● **WRITTEN PROBLEM**: Retype the records below exactly as they appear, but leave out any pictures.

Some records:

══════════════════════════════

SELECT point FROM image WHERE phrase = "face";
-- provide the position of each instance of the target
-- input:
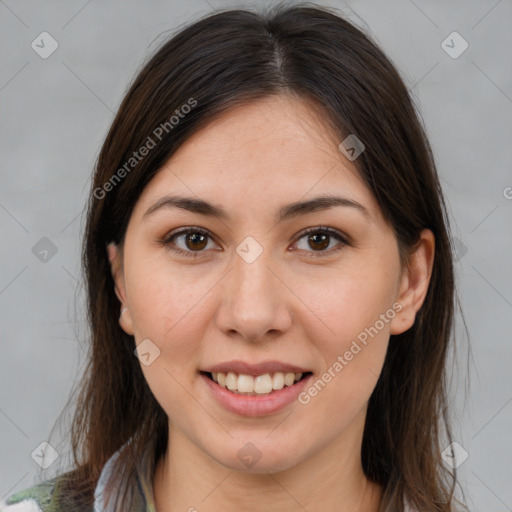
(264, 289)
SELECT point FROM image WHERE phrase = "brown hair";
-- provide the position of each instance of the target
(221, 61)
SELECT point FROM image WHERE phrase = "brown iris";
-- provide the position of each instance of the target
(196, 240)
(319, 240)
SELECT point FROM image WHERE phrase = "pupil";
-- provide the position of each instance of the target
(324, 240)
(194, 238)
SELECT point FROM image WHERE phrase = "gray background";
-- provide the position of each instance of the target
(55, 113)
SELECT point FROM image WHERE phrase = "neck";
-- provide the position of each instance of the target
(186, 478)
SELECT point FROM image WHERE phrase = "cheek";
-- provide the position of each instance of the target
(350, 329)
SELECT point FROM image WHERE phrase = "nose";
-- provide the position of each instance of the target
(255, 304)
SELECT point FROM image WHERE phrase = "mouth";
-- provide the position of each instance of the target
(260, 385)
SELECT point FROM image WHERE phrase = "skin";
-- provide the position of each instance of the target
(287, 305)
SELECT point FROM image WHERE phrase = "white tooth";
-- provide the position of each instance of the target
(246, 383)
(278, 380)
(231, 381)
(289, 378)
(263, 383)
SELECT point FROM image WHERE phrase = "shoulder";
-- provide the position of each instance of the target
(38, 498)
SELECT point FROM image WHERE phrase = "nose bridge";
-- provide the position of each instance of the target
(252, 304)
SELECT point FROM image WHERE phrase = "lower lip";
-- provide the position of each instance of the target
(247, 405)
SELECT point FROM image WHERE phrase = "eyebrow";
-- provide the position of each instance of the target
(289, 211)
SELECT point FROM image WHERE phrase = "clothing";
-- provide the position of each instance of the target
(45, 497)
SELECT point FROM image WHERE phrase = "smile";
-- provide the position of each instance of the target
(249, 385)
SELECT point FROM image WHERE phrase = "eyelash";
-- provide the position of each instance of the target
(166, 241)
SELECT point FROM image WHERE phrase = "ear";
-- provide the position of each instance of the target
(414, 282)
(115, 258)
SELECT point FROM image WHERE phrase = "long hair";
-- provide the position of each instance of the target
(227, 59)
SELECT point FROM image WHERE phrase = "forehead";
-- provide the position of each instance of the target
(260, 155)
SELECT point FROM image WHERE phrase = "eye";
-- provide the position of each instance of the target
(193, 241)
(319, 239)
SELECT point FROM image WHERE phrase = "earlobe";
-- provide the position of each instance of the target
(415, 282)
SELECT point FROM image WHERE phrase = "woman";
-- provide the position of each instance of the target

══════════════════════════════

● **RESPONSE TO THE TASK**:
SELECT point FROM image WHERE phrase = "face";
-- provide the position of each instance of the target
-- input:
(264, 289)
SELECT point FROM image WHERE phrase = "brown hair";
-- provide the position of each instance of the target
(221, 61)
SELECT point FROM image WHERE phrase = "brown iris";
-- provide the position of each instance of the target
(196, 240)
(319, 240)
SELECT point FROM image WHERE phrase = "pupil";
-- provide the position of each instance of the target
(324, 240)
(194, 238)
SELECT point FROM image WHERE phrase = "gray background";
-- provide the position of each instance of the target
(55, 113)
SELECT point FROM image WHERE phrase = "neck";
-- provide the position of each instance of the target
(186, 478)
SELECT point FROM image WHERE phrase = "cheek";
-- provide the position of each instance of the target
(350, 329)
SELECT point FROM image WHERE phrase = "nose";
-- provide the position of each instance of the target
(255, 304)
SELECT point FROM image WHERE phrase = "mouth";
-- provide the position of each instance of the target
(260, 385)
SELECT point FROM image WHERE phrase = "skin";
-- provide the position of each instance of the target
(287, 305)
SELECT point FROM image WHERE phrase = "white tooth";
-- provide the position of each instance of the target
(246, 383)
(278, 380)
(231, 381)
(289, 378)
(263, 383)
SELECT point FROM image WHERE phrase = "shoulder";
-- provide the position of each instance of the target
(38, 498)
SELECT point FROM image WHERE phrase = "nose bridge";
-- provide the position of each instance of the target
(252, 304)
SELECT point FROM image WHERE phrase = "lower lip";
-- provide the position of each instance of the target
(247, 405)
SELECT point FROM image WHERE phrase = "eyebrow";
-- provide the position of each instance of the target
(289, 211)
SELECT point FROM image WHERE phrase = "clothing";
-- provide the position of each instance of the target
(45, 497)
SELECT point FROM image WHERE phrase = "smile";
-- provide the position of each instance of the target
(249, 385)
SELECT point FROM image WHERE phrase = "eyelash";
-- provide the position of each instance of the target
(166, 241)
SELECT point FROM image WHERE phrase = "ear";
-- provide the position of each instance of the target
(414, 282)
(115, 258)
SELECT point FROM image WHERE phrase = "long hair";
-- provide the position of each instance of the target
(227, 59)
SELECT point FROM image WHERE phrase = "forehead";
-- provide the position of each instance of the target
(260, 155)
SELECT point FROM image WHERE phrase = "eye";
-- provide the position of each instance of the target
(193, 241)
(319, 239)
SELECT point FROM image WHERE phrase = "earlobe";
-- provide the position of each instance of the target
(415, 282)
SELECT point FROM image WHERE phrase = "woman";
-- provide the position of each instance of the target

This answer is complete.